> _What you have to do_
Write each line again exactly as it is, from the opening line of the records below through the one containing "indicate the dark grey", and add nothing.

> _Stored data_
------------------------------------------------------------
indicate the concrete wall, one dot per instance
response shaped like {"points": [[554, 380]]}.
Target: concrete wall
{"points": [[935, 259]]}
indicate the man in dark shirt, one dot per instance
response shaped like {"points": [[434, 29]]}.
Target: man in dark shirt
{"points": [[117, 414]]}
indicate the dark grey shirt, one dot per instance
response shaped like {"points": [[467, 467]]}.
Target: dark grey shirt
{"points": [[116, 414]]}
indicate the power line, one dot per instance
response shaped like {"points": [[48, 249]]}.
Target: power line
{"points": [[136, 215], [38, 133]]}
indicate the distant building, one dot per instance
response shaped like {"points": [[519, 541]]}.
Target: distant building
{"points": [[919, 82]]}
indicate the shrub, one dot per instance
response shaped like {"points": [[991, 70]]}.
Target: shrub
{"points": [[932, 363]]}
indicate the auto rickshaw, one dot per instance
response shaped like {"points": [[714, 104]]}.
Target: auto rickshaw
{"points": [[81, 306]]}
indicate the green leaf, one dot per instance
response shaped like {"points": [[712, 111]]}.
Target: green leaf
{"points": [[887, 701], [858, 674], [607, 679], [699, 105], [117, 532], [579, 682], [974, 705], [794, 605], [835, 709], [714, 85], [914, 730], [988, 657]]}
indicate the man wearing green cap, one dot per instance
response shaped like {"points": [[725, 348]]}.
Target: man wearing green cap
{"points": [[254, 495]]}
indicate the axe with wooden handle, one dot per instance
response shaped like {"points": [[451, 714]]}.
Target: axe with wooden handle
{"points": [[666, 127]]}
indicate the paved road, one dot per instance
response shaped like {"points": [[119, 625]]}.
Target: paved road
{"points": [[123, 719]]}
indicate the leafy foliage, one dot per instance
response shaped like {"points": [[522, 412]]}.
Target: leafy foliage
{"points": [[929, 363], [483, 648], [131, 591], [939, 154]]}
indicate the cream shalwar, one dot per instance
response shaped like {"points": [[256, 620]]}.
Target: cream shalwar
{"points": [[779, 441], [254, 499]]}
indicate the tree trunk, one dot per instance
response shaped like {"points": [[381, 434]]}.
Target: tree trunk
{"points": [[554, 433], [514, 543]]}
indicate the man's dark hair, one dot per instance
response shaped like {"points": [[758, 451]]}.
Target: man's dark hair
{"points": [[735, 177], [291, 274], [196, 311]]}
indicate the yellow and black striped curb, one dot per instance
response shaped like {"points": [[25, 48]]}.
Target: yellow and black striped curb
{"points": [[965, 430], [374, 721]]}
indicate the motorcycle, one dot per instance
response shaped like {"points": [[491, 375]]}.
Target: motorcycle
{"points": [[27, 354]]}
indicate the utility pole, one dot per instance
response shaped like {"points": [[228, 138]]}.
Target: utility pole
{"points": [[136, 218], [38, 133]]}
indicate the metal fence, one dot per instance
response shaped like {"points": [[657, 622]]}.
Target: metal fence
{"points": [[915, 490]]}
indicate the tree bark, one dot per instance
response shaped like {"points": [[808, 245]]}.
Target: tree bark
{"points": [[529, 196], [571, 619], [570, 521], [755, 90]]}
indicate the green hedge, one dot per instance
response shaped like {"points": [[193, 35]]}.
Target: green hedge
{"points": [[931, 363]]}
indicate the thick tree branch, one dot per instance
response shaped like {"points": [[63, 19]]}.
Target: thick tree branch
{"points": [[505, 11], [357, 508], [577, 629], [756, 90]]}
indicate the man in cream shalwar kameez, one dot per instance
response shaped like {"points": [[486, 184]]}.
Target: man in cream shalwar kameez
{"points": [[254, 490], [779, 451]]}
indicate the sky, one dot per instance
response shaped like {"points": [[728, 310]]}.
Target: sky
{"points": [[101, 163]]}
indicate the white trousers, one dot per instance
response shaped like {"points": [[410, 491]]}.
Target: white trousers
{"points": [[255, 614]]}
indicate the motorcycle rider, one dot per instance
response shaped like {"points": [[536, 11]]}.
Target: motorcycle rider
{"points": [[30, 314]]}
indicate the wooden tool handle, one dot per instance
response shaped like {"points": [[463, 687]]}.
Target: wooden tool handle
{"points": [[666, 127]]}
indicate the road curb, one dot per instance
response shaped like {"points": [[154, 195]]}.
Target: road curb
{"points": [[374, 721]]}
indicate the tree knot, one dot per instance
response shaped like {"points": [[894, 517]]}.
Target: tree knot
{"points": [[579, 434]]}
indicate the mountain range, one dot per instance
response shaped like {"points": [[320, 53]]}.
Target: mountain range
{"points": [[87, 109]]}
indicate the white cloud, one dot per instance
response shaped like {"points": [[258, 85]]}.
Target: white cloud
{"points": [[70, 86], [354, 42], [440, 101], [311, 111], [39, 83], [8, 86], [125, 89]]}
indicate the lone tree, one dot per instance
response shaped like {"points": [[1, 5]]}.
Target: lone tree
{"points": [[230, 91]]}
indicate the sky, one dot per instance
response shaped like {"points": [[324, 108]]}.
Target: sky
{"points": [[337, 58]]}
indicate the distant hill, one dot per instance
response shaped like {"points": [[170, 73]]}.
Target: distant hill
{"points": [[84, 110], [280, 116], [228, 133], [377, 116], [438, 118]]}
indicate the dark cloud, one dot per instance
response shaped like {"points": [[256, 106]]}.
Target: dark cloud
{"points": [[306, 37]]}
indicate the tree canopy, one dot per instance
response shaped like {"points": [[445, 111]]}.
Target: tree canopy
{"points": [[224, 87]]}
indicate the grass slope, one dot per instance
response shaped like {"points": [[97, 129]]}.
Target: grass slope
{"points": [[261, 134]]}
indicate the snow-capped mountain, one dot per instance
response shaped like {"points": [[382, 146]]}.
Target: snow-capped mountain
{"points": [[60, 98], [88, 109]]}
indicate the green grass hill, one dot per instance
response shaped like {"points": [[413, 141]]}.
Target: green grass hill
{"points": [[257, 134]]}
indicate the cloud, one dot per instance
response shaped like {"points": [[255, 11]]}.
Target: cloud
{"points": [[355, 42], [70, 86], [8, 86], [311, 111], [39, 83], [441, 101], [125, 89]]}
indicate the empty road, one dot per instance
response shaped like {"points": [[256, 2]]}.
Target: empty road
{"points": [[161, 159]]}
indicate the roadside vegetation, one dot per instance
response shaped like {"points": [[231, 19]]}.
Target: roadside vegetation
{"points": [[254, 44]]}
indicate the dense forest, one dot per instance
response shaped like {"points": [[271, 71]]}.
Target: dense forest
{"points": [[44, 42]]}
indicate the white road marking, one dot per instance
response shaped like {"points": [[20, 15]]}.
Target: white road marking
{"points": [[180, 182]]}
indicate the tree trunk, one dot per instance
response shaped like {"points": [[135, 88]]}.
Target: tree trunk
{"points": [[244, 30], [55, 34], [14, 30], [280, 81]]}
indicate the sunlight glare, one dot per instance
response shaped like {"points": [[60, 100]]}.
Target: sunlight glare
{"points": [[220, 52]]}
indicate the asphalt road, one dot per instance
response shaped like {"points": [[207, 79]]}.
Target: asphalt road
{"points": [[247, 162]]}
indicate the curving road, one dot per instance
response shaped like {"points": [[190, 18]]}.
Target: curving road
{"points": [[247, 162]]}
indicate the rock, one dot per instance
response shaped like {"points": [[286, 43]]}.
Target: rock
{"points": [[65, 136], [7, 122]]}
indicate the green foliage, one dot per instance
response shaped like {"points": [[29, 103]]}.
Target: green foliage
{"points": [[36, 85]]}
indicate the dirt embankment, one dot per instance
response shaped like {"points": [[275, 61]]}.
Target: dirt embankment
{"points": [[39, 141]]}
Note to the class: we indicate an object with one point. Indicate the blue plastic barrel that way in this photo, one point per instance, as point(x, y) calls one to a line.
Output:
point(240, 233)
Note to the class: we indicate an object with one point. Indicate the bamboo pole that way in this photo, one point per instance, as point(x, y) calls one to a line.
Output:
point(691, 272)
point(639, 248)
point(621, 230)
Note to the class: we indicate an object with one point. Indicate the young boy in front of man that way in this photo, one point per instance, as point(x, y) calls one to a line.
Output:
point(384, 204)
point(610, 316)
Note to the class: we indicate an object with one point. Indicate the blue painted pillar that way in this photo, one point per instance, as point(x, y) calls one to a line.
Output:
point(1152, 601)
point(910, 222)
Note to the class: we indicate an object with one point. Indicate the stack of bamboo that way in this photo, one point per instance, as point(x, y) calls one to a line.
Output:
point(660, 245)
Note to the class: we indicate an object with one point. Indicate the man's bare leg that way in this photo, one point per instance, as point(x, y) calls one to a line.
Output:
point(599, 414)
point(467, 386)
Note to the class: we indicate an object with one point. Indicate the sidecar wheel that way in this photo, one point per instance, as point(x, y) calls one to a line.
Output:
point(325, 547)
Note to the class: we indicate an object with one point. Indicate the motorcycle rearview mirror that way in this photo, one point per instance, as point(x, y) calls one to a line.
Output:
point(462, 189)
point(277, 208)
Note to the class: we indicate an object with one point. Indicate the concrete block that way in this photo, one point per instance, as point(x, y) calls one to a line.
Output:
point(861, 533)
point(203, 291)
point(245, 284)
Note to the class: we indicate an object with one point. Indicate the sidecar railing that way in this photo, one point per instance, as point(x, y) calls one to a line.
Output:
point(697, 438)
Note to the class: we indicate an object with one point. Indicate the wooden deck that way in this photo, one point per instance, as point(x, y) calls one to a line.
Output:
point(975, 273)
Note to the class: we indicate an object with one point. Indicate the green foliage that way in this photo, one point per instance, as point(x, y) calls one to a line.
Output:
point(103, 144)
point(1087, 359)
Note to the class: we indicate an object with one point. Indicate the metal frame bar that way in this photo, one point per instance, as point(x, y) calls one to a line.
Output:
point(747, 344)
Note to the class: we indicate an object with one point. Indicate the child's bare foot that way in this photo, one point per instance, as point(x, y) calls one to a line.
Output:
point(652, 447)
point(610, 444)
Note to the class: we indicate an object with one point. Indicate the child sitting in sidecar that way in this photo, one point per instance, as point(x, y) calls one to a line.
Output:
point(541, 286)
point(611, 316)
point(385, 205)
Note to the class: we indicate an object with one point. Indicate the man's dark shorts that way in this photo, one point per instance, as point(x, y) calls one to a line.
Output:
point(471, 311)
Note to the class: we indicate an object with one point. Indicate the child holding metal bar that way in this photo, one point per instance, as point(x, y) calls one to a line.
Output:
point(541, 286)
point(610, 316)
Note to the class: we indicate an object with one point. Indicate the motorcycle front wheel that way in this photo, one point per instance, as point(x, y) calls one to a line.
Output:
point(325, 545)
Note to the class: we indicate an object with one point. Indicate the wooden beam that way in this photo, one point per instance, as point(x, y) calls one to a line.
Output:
------------------------------------------------------------
> _Output for this exercise_
indicate the concrete wall, one dot per instance
response shaped like {"points": [[554, 380]]}.
Target: concrete wall
{"points": [[935, 259]]}
indicate the man in dark shirt, one dot per instance
response shaped like {"points": [[434, 29]]}.
Target: man in dark shirt
{"points": [[117, 414]]}
indicate the dark grey shirt, one dot per instance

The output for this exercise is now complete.